PROBLEM REQUIREMENTS: Lay out the records as a two-column CSV with the headers text and answer, one row per record, placing each value in a single quoted field with line breaks turned into spaces. Begin at the line that has "Note: for this drill we locate the white baseboard" and continue through the end of the records.

SUPPLIED RECORDS:
↓↓↓

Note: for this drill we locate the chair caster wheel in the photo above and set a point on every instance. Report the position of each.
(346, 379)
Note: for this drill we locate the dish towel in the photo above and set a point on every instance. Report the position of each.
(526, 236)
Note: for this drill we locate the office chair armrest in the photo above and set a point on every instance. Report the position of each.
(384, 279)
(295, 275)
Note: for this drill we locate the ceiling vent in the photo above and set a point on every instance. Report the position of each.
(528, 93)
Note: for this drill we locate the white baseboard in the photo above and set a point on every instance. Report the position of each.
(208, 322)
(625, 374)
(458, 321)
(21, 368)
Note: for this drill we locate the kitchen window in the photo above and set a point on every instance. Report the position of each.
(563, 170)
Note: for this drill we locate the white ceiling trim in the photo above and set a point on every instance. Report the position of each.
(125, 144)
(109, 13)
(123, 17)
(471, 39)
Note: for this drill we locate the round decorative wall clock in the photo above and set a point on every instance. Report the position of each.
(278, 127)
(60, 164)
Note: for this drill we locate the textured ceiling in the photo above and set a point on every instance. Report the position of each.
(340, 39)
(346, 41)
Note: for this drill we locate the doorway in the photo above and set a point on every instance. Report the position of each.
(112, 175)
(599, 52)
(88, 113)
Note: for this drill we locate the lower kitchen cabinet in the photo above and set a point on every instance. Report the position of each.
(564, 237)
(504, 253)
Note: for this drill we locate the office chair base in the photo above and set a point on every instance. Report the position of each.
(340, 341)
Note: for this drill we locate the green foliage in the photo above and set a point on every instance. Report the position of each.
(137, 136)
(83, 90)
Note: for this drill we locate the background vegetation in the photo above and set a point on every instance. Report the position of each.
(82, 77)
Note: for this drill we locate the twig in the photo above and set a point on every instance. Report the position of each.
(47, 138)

↑↑↑

TASK RESPONSE:
text,answer
"Note: for this drill we locate the white baseboard in the photo above and set a point on every instance. Report the position of each.","(208, 322) (625, 374) (458, 321) (21, 368)"
"Note: for this drill we locate the kitchen window in the photo above and set a point on every instance. Report the position of each.","(563, 170)"
"Note: for this drill we locate the white ceiling trim in the photo above and set a point on every instance. Report the position of each.","(125, 144) (109, 13) (123, 17) (471, 39)"
"Note: for this drill we locate the round decorative wall clock in the photo above and set a point on every instance. Report the position of each.","(278, 127) (60, 164)"
"Note: for this drill we locate the textured ceiling in the photo above and set a point on every instance. Report the position of each.","(340, 39) (346, 41)"
"Note: for this drill we locate the doorway in the photo above and set a point on every instance. Report the position of each.","(112, 175) (599, 52) (88, 113)"
"Note: for this drill we locate the lower kitchen cabinet in the photo above and set a point on every instance. Report the position of each.","(564, 237) (504, 253)"
"Note: for this drill we locate the office chair base in the photo above and set a point on every instance. Report the position of each.","(340, 341)"
"Note: for this drill we locate the green foliage in the photo above and set a point on every instance. Report the position of each.","(137, 136) (83, 90)"
"Note: for this drill we locate the background vegetation in the photo above and set a point on every instance. Report the position of each.","(82, 77)"
"Note: for this drill we locate the twig in the photo above and set a point on every instance. Report the position of each.","(47, 138)"